WHAT YOU SHOULD DO. Copy each of the following lines character for character, omitting the pictures from your answer.

— START —

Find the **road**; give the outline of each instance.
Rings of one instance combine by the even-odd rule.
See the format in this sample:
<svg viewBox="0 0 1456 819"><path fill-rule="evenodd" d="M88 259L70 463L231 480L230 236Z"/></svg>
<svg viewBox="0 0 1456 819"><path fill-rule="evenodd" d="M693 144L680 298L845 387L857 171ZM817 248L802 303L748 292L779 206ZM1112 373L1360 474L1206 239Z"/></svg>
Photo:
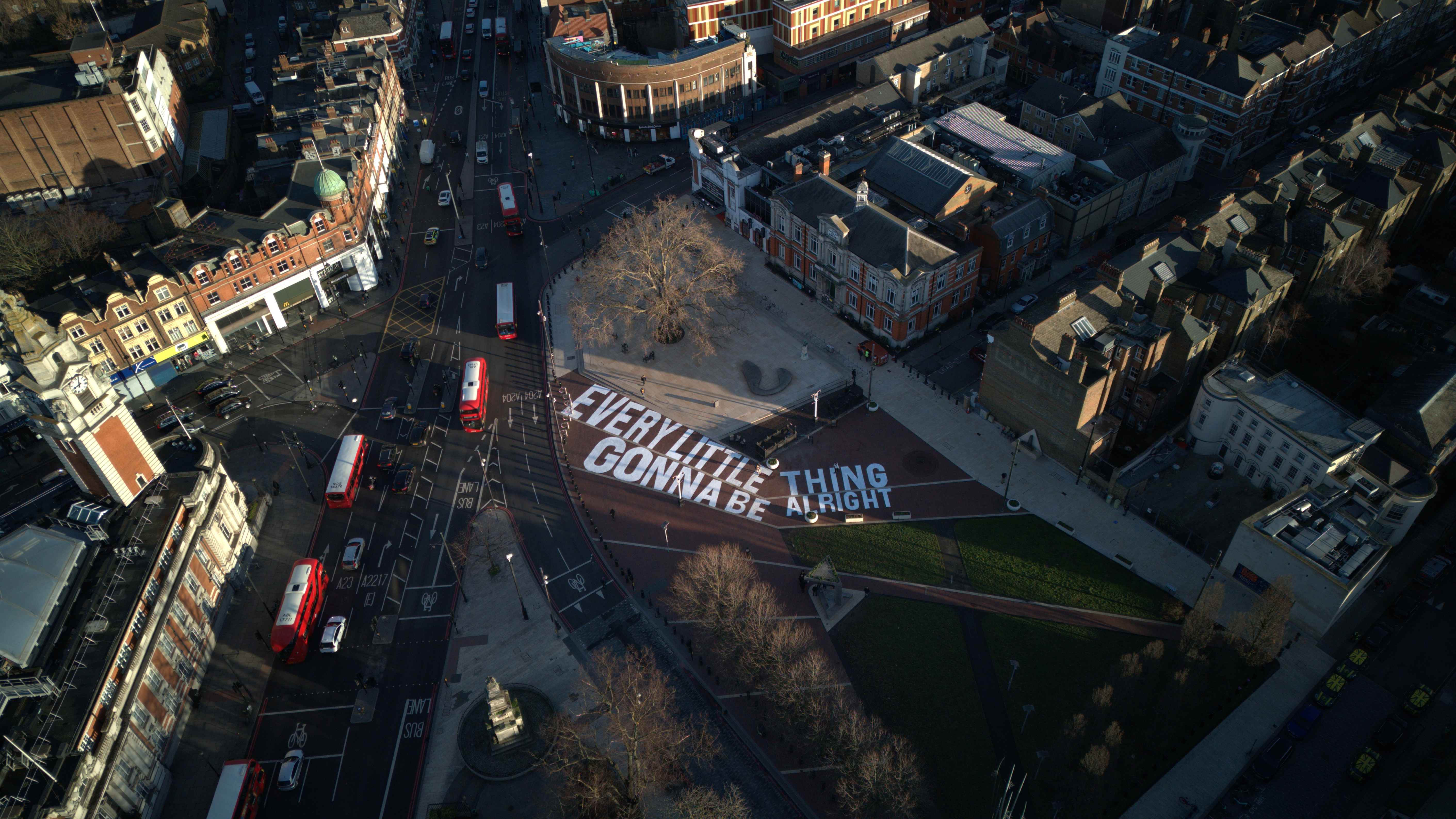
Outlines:
<svg viewBox="0 0 1456 819"><path fill-rule="evenodd" d="M494 7L494 3L486 6ZM502 4L501 15L514 25L508 9ZM466 22L462 12L463 7L456 12L457 31ZM469 22L479 25L480 16ZM344 647L335 655L319 653L316 640L322 627L316 627L314 644L303 662L275 662L253 729L249 754L265 762L271 780L262 810L266 818L411 815L457 594L454 567L443 544L467 525L476 509L494 503L513 512L527 546L526 564L517 560L515 567L537 578L546 575L547 594L563 626L587 623L622 599L574 519L555 467L546 418L546 351L536 301L546 271L578 252L575 228L572 236L562 237L558 224L530 223L524 236L507 236L495 189L501 182L517 186L526 182L511 167L513 153L507 145L508 105L513 97L526 97L526 80L517 76L521 67L496 60L494 45L480 42L479 33L472 39L473 44L462 44L475 51L475 60L463 64L469 70L464 77L459 76L462 65L454 60L440 67L446 77L454 79L444 79L435 87L434 111L440 116L422 134L435 140L437 159L419 175L416 191L405 192L414 208L408 214L409 236L403 237L408 244L402 289L389 305L360 409L342 429L335 423L328 438L314 425L310 429L314 439L329 444L300 454L329 466L342 435L361 434L373 444L364 487L352 508L320 506L317 528L307 540L307 554L322 559L329 572L320 623L335 615L348 618ZM488 100L476 93L479 79L491 81ZM463 134L460 145L446 138L456 129ZM475 161L478 134L492 144L488 164ZM470 188L479 195L466 195L463 175L469 175ZM451 207L440 207L437 192L447 177L446 185L456 196ZM662 191L686 191L686 179L680 173L654 179L635 192L619 189L593 207L594 221L606 227L614 218L612 208L642 204ZM524 193L518 196L524 205ZM457 214L470 228L469 244L453 241ZM431 227L441 228L441 239L425 246L424 233ZM488 250L491 262L485 271L473 265L476 246ZM494 285L507 281L515 287L518 313L518 336L513 340L499 339L494 327ZM434 294L435 305L421 307L424 294ZM416 377L415 364L400 356L411 337L419 339L418 356L427 364L422 406L412 419L383 420L379 407L384 399L408 396L409 381ZM467 434L453 409L459 371L476 356L488 368L488 420L483 434ZM440 399L434 394L437 385ZM262 391L255 380L243 388L255 399ZM281 407L277 401L271 407L255 401L249 415L259 420L256 434L272 441L290 425L310 422L306 410ZM274 422L282 429L274 432ZM368 477L387 477L374 467L379 447L403 444L409 425L416 422L427 426L427 435L419 447L403 447L403 461L415 466L411 490L387 492L387 480L377 480L377 489L370 490ZM319 471L309 474L314 476L322 498L323 477ZM301 557L304 538L298 534ZM364 564L354 572L338 564L342 544L351 537L367 543ZM261 589L261 594L272 602L282 589ZM373 679L374 687L361 694L360 679ZM301 784L281 791L274 784L277 764L293 748L306 754Z"/></svg>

— END —

COMPLETE RESPONSE.
Find the **road**; give the outline of each instance.
Rings of one instance combine by the even-odd rule.
See the format in this sample:
<svg viewBox="0 0 1456 819"><path fill-rule="evenodd" d="M88 259L70 463L231 480L230 236Z"/></svg>
<svg viewBox="0 0 1456 819"><path fill-rule="evenodd" d="M693 144L680 298L845 387L857 171ZM817 248L802 303L748 292L779 206ZM1112 373L1360 474L1206 239Z"/></svg>
Photo:
Outlines:
<svg viewBox="0 0 1456 819"><path fill-rule="evenodd" d="M494 7L494 3L486 6ZM502 4L501 15L514 25L508 9ZM466 22L462 12L463 7L456 12L457 31ZM469 22L479 25L480 16ZM344 647L335 655L319 653L316 640L322 627L316 627L314 644L303 662L275 662L253 729L249 754L265 762L271 780L262 810L266 818L411 815L457 594L454 567L443 544L467 525L476 509L494 503L513 512L527 546L526 564L517 560L515 567L537 578L546 575L547 594L563 626L587 623L622 599L574 519L555 467L546 418L546 351L536 301L546 271L578 252L575 228L572 236L562 237L558 224L530 223L524 236L507 236L495 189L501 182L517 186L526 182L511 167L513 153L507 145L508 105L513 97L526 97L526 80L517 76L521 67L496 60L494 45L480 42L479 33L472 39L473 44L462 44L475 51L475 60L463 64L469 70L464 77L459 76L462 65L454 60L440 67L446 77L454 79L444 79L435 87L434 111L440 116L422 134L435 140L437 159L419 175L416 191L405 192L414 208L408 214L409 236L403 237L408 244L402 289L389 305L360 409L342 429L335 423L328 438L314 425L310 429L314 439L329 444L300 454L329 466L342 435L361 434L373 444L364 487L352 508L320 506L317 528L307 540L307 554L322 559L329 572L320 623L335 615L348 618ZM488 100L476 93L479 79L491 81ZM463 134L460 145L446 138L456 129ZM475 161L478 134L492 144L488 164ZM470 188L479 195L466 195L463 175L469 175ZM451 207L440 207L437 192L447 177L446 185L456 196ZM662 191L686 191L686 179L680 173L654 179L635 192L619 189L593 207L594 221L606 227L614 218L612 208L642 204ZM524 193L518 196L524 205ZM457 214L470 228L469 244L453 241ZM431 227L441 228L441 239L425 246L424 233ZM488 250L491 262L485 271L473 265L476 246ZM494 285L507 281L515 287L518 313L518 336L513 340L499 339L494 327ZM434 294L435 305L421 307L424 294ZM416 377L415 364L400 356L411 337L419 339L418 356L427 364L422 406L412 419L383 420L379 407L384 399L408 396L409 381ZM467 434L453 409L459 371L476 356L488 368L488 420L483 434ZM440 399L434 394L437 385ZM262 391L255 380L243 388L255 399ZM281 407L277 401L271 407L255 401L249 415L259 420L256 434L272 441L290 425L310 422L306 410ZM274 422L282 429L274 432ZM368 477L387 477L374 467L379 447L403 444L409 425L416 422L427 426L427 435L419 447L403 447L403 461L415 466L411 490L387 492L387 480L377 480L377 489L370 490ZM319 471L309 474L314 476L322 498L323 477ZM301 557L304 538L298 534ZM364 564L354 572L338 564L342 544L351 537L367 543ZM261 589L261 594L272 602L282 589ZM373 679L374 687L361 694L360 679ZM301 784L281 791L274 784L277 764L293 748L306 754Z"/></svg>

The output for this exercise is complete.